__Okuma parçası__:
Uzaktan eğlenceli Diyarbakır izlenimleri

- Diyarbakır Belediye Başkanı Osman Baydemir’in Başbakan Erdoğan’ın ellerine dokunmasını izlerken şuna kanaat getirdim: Baydemir’in el temasına dayalı bir diplomasisi var ve bunu ısrarla sürdürüyor.

Haberin Devamı

- Kanaat getirdiğim bir başka şey de şu: Sırrı Sakık var ya... Bence o BDP’nin yarı resmi protokol müdürü... Ne zaman devlete ait bir alanda resepsiyon, tören, karşılama falan söz konusu olsa... Sırrı Sakık orada...
- Diğer Sırrı ortalarda yoktu... Neredeydi acaba?
- Barzani “ortalama” bir konuşma yaptı ama tercümanı için “ortalama bir çeviri yaptı” diyemeyeceğim... Çünkü çeviri gerçekten berbattı.
- Başbakan Erdoğan “barış” dedi, “kardeşlik” dedi, “özgürlük” dedi... Ama bunları derken öyle bağırdı ki bir an mesajlarına yoğunlaşmam mümkün olamadı.
- Barzani varsa Leyla Zana da var... Leyla Zana’nın dün ön plana çıkışı Erdoğan’dan ziyade Barzani’nin hatırınaydı... Galiba... Sanırım...

__Görev a__:
Diyarbakır izlenimleri yazısında Barzani'nin tercümanının yaptığı çeviri nasıl nitelendiriliyor?

__Görev malzemesi__:
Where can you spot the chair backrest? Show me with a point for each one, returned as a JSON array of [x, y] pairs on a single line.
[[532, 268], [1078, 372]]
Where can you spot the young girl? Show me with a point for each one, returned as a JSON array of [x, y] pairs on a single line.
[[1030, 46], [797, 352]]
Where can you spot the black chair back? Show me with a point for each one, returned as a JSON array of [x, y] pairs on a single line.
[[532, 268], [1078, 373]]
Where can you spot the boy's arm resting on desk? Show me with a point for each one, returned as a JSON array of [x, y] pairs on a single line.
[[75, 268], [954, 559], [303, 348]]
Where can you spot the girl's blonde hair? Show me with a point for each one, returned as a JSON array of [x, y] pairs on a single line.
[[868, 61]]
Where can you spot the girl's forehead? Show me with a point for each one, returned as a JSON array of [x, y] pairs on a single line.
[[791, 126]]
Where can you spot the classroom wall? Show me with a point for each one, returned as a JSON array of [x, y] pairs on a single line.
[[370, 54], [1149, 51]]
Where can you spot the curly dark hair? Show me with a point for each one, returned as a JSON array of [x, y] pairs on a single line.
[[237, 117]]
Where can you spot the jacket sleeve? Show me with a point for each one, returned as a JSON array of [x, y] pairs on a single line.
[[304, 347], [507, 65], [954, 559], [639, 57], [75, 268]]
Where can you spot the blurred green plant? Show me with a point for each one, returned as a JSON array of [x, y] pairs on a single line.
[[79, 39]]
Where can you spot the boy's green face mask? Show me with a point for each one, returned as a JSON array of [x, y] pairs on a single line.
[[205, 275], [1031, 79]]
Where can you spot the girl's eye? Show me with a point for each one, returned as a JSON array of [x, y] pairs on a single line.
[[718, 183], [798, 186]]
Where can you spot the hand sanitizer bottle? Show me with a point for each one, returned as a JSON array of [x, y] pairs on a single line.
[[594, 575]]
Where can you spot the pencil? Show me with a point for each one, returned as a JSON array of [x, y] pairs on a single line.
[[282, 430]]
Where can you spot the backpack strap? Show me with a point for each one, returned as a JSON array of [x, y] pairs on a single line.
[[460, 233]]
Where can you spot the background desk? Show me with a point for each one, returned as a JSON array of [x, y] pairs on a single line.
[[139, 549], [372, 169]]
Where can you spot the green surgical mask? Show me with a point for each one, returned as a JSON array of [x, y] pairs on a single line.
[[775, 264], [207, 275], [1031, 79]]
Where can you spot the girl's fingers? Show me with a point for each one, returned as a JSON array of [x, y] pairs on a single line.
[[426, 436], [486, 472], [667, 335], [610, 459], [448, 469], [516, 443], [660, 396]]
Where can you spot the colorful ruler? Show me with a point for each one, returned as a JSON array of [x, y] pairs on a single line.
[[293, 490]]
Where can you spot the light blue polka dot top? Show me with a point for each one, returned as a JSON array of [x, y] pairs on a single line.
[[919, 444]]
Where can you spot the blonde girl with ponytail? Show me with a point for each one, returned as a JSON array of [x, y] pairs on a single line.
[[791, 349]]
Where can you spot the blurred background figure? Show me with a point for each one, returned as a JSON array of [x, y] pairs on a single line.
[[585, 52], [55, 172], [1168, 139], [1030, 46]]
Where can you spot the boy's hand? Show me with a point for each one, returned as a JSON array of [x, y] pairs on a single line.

__Görev b__:
Lütfen kayıtların başından "[[791, 126]]" içeren satıra kadar, iki uç da dahil olmak üzere, tüm satırları hiç değiştirmeden çoğaltın.

__Beklenen çıktı a__:
Çeviri gerçekten berbattı.

__Beklenen çıktı b__:
Where can you spot the chair backrest? Show me with a point for each one, returned as a JSON array of [x, y] pairs on a single line.
[[532, 268], [1078, 372]]
Where can you spot the young girl? Show me with a point for each one, returned as a JSON array of [x, y] pairs on a single line.
[[1030, 46], [797, 352]]
Where can you spot the black chair back? Show me with a point for each one, returned as a JSON array of [x, y] pairs on a single line.
[[532, 268], [1078, 373]]
Where can you spot the boy's arm resting on desk? Show me with a point for each one, returned as a JSON array of [x, y] pairs on a single line.
[[75, 268], [954, 559], [303, 348]]
Where can you spot the girl's blonde hair? Show me with a point for each one, returned as a JSON array of [x, y] pairs on a single line.
[[868, 61]]
Where can you spot the girl's forehead? Show me with a point for each one, returned as a JSON array of [x, y] pairs on a single line.
[[791, 126]]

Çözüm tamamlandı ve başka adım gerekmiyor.